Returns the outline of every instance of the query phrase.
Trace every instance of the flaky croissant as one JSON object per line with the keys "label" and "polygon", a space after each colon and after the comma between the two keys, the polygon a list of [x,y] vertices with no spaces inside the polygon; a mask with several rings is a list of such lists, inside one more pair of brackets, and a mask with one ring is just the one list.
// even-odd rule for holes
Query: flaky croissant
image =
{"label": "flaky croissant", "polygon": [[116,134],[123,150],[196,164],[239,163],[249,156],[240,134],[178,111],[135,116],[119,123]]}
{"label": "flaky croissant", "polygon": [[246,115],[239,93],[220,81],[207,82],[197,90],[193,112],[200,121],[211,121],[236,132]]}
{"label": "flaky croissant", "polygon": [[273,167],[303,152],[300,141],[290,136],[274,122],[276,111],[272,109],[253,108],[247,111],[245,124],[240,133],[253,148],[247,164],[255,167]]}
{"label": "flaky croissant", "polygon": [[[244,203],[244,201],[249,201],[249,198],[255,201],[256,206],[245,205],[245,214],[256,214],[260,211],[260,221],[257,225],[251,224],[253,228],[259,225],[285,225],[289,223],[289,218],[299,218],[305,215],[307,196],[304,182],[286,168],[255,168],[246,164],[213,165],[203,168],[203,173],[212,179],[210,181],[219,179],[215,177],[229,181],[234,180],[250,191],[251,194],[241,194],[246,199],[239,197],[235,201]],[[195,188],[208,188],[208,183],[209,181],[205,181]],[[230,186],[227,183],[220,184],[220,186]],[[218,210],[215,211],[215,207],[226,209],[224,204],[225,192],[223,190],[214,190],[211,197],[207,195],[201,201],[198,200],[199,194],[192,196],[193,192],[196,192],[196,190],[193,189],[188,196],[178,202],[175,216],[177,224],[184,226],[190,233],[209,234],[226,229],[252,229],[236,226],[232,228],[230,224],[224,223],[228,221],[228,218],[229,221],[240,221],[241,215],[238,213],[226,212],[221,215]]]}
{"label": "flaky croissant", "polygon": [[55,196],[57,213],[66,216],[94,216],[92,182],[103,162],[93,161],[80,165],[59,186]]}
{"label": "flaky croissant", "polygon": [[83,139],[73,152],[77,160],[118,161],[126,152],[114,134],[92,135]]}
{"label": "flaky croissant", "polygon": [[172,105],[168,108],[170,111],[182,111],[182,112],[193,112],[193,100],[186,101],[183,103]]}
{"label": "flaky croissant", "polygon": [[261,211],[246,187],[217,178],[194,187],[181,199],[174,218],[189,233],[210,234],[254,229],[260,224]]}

━━━━━━

What to produce -
Lines holding the string "every": find them in the listing above and copy each one.

Result -
Returns the outline of every instance of the query phrase.
Trace every instance of the flaky croissant as one JSON object per line with the keys "label" and "polygon", a space after each colon and after the comma between the two keys, the polygon a list of [x,y] vertices with no spaces inside the polygon; a mask with several rings is a list of such lists, inside one more pair of brackets, and a mask with one ring is just the one list.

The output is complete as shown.